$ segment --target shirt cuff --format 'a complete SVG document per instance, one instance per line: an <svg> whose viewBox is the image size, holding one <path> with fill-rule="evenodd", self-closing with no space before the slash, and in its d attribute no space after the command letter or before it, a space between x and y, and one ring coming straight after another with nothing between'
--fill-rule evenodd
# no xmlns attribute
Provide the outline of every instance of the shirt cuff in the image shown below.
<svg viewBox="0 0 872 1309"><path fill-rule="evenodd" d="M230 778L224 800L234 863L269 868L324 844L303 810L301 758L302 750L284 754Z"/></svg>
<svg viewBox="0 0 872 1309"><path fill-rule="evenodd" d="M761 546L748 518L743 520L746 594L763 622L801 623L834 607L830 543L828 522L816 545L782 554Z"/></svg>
- - - - -
**Your objective**
Extract each record, keeping it identical to the original.

**Task output**
$ segment --target shirt cuff --format 'a complete SVG document per instance, one instance per line: an <svg> whose viewBox is the image size, holding one <path> with fill-rule="evenodd", self-closing with no space before the slash, and in its d attribute no space after the command letter or before it, a space between x and y, and one ring coming straight after another with nothing between'
--fill-rule evenodd
# no xmlns attribute
Provide the outline of every instance of the shirt cuff in the image shown below.
<svg viewBox="0 0 872 1309"><path fill-rule="evenodd" d="M230 778L224 800L234 863L269 868L324 844L303 810L301 758L302 750L284 754Z"/></svg>
<svg viewBox="0 0 872 1309"><path fill-rule="evenodd" d="M761 546L748 518L743 520L746 594L763 622L801 623L834 607L830 543L828 522L816 545L782 554Z"/></svg>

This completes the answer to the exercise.